WHAT TO WORK ON | From the records below, extract all the text exactly and leave the images behind.

ENTRIES SUPPLIED |

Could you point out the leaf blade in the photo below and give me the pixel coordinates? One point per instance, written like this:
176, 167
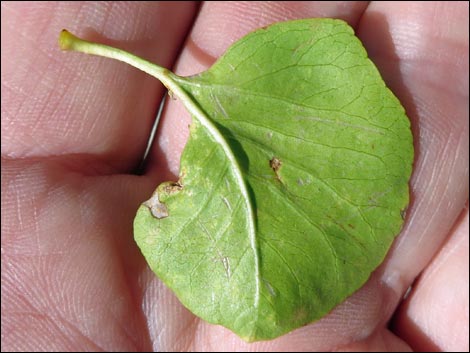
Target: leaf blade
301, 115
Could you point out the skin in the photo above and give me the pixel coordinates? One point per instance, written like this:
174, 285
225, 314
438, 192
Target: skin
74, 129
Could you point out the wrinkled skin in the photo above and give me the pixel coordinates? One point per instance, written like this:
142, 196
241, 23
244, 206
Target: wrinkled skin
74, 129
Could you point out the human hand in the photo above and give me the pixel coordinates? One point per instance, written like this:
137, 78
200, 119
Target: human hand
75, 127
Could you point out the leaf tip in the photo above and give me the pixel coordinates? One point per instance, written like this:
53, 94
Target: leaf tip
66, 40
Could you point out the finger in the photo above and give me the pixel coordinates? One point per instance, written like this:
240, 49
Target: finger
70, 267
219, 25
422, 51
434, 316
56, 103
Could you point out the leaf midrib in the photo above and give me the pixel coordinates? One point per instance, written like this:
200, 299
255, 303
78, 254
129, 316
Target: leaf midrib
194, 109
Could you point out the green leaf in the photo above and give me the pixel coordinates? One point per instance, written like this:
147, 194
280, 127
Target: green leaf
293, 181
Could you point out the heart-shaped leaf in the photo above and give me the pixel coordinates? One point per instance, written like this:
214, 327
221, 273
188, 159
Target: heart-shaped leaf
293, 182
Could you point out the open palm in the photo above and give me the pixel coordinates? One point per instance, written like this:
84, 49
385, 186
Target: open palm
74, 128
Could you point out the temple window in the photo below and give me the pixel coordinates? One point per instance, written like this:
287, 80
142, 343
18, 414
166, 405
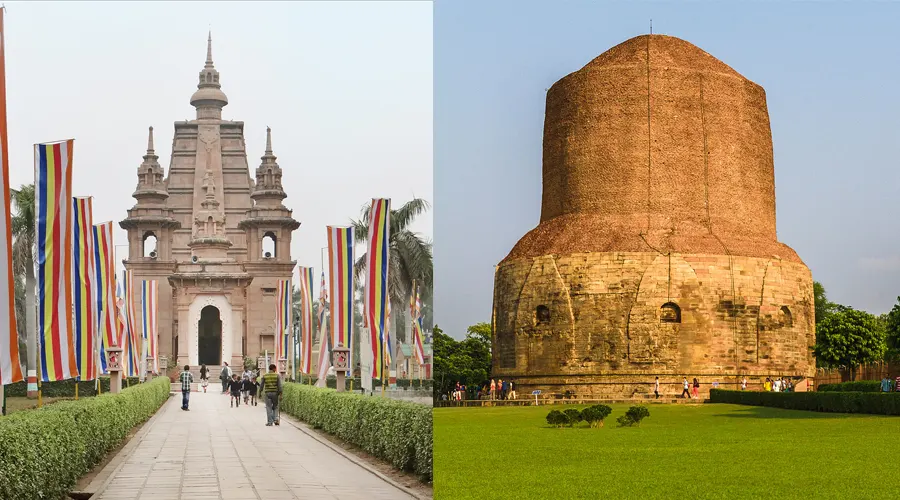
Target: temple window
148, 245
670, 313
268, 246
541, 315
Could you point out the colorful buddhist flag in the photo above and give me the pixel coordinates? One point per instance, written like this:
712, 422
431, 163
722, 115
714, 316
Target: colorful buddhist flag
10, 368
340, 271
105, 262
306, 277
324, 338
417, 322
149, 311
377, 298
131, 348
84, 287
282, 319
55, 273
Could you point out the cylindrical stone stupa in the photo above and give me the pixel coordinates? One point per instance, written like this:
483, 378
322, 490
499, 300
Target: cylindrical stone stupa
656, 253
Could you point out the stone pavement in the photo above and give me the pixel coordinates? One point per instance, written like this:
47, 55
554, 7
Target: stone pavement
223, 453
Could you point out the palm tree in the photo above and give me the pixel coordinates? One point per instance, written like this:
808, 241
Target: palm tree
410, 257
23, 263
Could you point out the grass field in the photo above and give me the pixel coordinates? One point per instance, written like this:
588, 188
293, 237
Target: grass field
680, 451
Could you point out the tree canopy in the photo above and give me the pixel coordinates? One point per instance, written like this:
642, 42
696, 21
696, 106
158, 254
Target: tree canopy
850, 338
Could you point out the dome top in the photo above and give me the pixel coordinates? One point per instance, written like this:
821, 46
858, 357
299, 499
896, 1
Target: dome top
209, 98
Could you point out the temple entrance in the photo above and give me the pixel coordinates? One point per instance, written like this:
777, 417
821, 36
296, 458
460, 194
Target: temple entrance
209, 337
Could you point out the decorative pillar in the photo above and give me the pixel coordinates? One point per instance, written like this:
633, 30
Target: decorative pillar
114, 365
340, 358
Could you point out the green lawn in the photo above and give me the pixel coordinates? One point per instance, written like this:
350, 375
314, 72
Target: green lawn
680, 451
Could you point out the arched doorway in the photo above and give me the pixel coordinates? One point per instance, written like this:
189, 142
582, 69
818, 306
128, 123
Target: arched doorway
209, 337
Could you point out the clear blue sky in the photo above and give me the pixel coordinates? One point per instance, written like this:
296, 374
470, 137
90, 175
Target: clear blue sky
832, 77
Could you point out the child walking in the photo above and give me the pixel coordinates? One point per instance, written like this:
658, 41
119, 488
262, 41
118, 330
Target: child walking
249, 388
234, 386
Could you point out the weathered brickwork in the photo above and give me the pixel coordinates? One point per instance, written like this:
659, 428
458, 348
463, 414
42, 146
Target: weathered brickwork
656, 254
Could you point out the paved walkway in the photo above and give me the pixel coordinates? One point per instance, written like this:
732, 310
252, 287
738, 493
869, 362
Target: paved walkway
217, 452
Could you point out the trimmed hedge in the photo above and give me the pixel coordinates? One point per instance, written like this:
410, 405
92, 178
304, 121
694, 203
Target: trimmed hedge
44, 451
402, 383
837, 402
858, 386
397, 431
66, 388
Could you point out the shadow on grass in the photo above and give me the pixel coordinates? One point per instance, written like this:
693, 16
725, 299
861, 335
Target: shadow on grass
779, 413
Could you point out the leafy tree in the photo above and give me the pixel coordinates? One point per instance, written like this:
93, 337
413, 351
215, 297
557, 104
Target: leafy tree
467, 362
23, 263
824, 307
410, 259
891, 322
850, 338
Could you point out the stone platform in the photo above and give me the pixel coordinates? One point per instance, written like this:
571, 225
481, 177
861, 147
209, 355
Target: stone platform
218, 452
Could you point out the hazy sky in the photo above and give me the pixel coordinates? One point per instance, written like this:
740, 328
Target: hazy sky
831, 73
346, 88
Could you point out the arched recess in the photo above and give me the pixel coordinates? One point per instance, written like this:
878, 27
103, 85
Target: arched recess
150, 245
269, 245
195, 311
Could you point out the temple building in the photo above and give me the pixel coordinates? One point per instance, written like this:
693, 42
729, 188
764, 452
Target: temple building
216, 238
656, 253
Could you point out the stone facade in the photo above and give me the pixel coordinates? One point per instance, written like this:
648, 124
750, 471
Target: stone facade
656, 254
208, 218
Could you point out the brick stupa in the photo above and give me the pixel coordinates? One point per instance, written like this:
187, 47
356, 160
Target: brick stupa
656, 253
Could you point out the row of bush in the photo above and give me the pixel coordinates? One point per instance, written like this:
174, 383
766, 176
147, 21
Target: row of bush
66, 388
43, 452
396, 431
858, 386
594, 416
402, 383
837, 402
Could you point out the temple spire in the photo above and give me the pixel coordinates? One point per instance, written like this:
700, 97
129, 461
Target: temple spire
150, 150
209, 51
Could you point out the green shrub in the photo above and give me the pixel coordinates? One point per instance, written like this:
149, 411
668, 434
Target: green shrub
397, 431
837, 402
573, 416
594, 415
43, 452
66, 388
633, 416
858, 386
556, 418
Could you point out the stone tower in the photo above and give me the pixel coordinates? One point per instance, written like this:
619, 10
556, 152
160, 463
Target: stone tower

IN RESPONSE |
Could you point out the leaf blade in the photo below and give me the pixel coordinates? One point per instance, written like this:
176, 167
Target: leaf blade
301, 115
Could you point out the skin in the photo above and give me the pixel coordinates? One point per instance, written like this:
174, 285
225, 314
438, 192
Target: skin
74, 129
Could you point out the wrinkled skin in the photo above and give me the pixel coordinates? One point per instance, written like this:
142, 196
241, 23
244, 206
Target: wrinkled skin
74, 129
Could you point out the human hand in the photo above and give me the pixel coordinates? One point per instance, written like this:
137, 78
200, 119
Target: human hand
75, 127
Could you point out the leaf tip in the photo above and give me the pixel coordinates? One point per instance, written like this:
53, 94
Target: leaf tip
66, 40
Could you point out the finger in the photo above and give me the pixel coordinates? One point per instance, written like this:
240, 49
Target: finger
70, 267
219, 25
422, 51
434, 316
56, 103
Could you point out the leaf midrib in the photo above and give me the pixel coordinates? One point per instance, written like this:
200, 299
255, 303
78, 254
129, 316
Target: leaf midrib
194, 109
Could you point out the green leaf in the photo above and give me the pixel coordinates? One point per instance, written like this:
147, 194
280, 127
Target: green leaf
293, 181
Could you point out the heart-shaped leaf in the photo above and give me the pixel coordinates? One point per instance, written like this:
214, 327
221, 273
188, 159
Target: heart-shaped leaf
293, 182
Could you point out the open palm in the photo above and give me the pixel coordinates? One point per instance, written like this:
84, 49
385, 186
Target: open palm
74, 128
Could you point out the temple window in the photo below and give me the pixel coordinates? One point per instance, written like this:
287, 80
142, 343
18, 414
166, 405
Target: temple window
148, 245
670, 313
268, 246
541, 315
Could you point out the colorful buddhist flag in the photo above and give me the pixel coordinates? One point per instance, written like this:
712, 422
431, 163
722, 115
714, 316
Target: colorful buddhist flag
10, 368
340, 271
105, 262
306, 277
324, 338
417, 322
149, 311
377, 298
131, 348
84, 287
282, 319
55, 273
Could you point out the cylindrical stone stupa in the photo above and give me the pixel coordinates? One point per instance, written like this:
483, 378
322, 490
499, 300
Target: cylindrical stone stupa
656, 253
Could you point out the stone pavement in the photo above and give me the pixel coordinates? One point per instance, written like this:
47, 55
554, 7
Target: stone pavement
223, 453
Could you point out the palm tree in the photo above and give me the pixel coordinates? One point per instance, written like this:
808, 241
Target: palm tree
410, 257
23, 263
Could you point out the grass field in the photo above and give me the pixel coordinates? One point per instance, written like this:
588, 188
293, 237
Target: grass field
680, 451
Could you point out the tree canopy in the photo above and give me the pixel coordinates? One point per instance, written like this:
642, 42
696, 21
696, 106
158, 254
Target: tree canopy
850, 338
Could you point out the dome top in the photo above and give me the pixel coordinates? One point per instance, written like this:
821, 46
858, 357
299, 499
896, 1
Target: dome top
209, 98
Could you point out the temple entrance in the photo above and give me the pixel coordinates? One point per instance, written like this:
777, 417
821, 36
296, 458
460, 194
Target: temple entrance
209, 337
Could you point out the decorative pillar in the photo above and give me the pixel coordinates? One point per instance, written like this:
633, 30
Target: decorative pillar
114, 365
340, 358
Could you point out the green lawn in the photo above and give me the pixel coordinates? One point per instance, written like this:
350, 375
314, 72
Target: green lawn
680, 451
Could you point out the arched doorway in the photo above and give me the pixel coordinates? One point per instance, written like this:
189, 142
582, 69
818, 306
128, 123
Target: arched doorway
209, 337
Could you point out the clear blue sky in the photo above and give me the pixel coordinates? One point per instance, written like this:
296, 374
470, 137
90, 175
Target: clear blue sky
832, 77
Could you point out the child walking in the photo above and give me the pixel coordinates? One point per instance, written like this:
658, 41
119, 488
262, 41
118, 330
Target: child walking
249, 388
234, 386
Could you point out the weathered brickwork in the photo above and give me the pixel coordinates? One point per instance, written like this:
659, 428
458, 348
463, 414
42, 146
Target: weathered brickwork
656, 254
Could you point out the paved walkway in the photo above and give me the pixel coordinates? One point per instance, written like this:
732, 310
252, 287
738, 493
869, 362
Target: paved walkway
217, 452
Could you point out the trimmed hedge in the photo above and give me the pixel coordinates? One point per instance, written like this:
410, 405
92, 178
304, 121
694, 203
Target: trimmed hedge
44, 451
402, 383
837, 402
858, 386
397, 431
66, 388
Could you point out the shadow on grass in the photo above and give me the pixel coordinates? One point per instance, written like this:
693, 16
725, 299
861, 335
Target: shadow on grass
779, 413
Could you point out the leafy tree in the photo above and give me the pixel coordinates? One point per instance, written like this:
93, 337
413, 351
215, 297
557, 104
Target: leafy tree
467, 362
23, 263
824, 307
410, 259
891, 322
850, 338
Could you point out the stone platform in the photo above and give me the pixel coordinates? One point per instance, written like this:
571, 225
481, 177
861, 147
209, 355
Target: stone platform
218, 452
Could you point out the hazy sky in the photo above and give me the pixel coordinates? One point per instance, written like this:
740, 328
Target: hazy sky
831, 73
346, 88
Could you point out the arched recess in the photo above and give me the pixel coordinates? One point per instance, written like this:
878, 27
103, 85
Target: arched recess
150, 245
269, 245
195, 311
Could you point out the temple building in the photo above and give me the pixel coordinates? One point per instance, written like this:
693, 42
729, 188
764, 452
Target: temple building
216, 238
656, 253
Could you point out the stone facade in the photo above and give me the pixel coordinates? One point per instance, written like this:
648, 124
750, 471
Target: stone facade
656, 254
208, 218
Could you point out the brick stupa in the photo above and give me the pixel coordinates? One point per instance, written like this:
187, 47
356, 160
Target: brick stupa
656, 253
Could you point out the row of bush in the photo above and give me the pixel coordinates? One point per instance, written like this:
174, 383
766, 176
147, 21
Target: row of bush
66, 388
43, 452
396, 431
858, 386
594, 416
402, 383
837, 402
Could you point out the temple spire in the photo above and give me the pixel coordinates? One point per instance, written like this:
700, 97
129, 461
Target: temple spire
150, 150
209, 51
Could you point out the green shrub in the photo above and give me the pixel coordinates? One point per instance, written like this:
149, 411
668, 434
Target: green shrub
397, 431
837, 402
573, 416
594, 415
43, 452
66, 388
633, 416
858, 386
556, 418
Could you point out the stone tower in the photo above and give me the pixel coordinates? One point per instance, written like this:
619, 10
556, 152
160, 463
Target: stone tower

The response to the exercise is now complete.